--- START ---

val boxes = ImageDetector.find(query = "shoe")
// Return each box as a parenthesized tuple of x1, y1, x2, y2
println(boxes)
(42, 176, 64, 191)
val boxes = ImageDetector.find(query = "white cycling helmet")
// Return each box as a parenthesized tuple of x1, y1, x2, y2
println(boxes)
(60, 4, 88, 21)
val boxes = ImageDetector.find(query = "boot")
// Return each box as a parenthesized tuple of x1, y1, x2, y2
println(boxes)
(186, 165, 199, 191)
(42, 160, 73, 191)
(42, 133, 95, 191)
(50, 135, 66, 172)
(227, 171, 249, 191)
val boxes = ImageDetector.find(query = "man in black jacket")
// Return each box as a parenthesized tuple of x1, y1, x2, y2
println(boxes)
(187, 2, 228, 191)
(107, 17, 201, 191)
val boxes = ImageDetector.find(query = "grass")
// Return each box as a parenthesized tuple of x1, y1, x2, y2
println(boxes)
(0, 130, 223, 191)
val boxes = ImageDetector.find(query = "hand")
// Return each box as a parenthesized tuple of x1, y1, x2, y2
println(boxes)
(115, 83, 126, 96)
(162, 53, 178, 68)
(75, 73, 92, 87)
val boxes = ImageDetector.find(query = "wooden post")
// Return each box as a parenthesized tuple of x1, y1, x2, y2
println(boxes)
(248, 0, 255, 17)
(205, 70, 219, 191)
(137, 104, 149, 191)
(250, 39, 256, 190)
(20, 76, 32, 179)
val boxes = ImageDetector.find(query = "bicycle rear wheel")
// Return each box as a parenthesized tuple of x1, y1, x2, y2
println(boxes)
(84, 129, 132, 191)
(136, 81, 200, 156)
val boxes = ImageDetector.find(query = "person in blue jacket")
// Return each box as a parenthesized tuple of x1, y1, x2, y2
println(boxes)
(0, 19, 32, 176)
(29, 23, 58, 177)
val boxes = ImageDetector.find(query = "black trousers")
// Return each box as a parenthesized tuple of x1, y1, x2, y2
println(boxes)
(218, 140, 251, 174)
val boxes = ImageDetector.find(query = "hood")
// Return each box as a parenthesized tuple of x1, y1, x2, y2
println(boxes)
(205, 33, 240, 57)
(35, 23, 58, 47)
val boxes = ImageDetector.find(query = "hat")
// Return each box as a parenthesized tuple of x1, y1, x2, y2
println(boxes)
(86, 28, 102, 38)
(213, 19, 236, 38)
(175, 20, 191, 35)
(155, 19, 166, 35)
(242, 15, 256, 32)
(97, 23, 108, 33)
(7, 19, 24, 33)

--- END ---

THE TASK: In the data above, copy every line where the string "jacket" appears.

ANSWER:
val boxes = ImageDetector.find(query = "man in black jacket")
val boxes = ImageDetector.find(query = "person in blue jacket")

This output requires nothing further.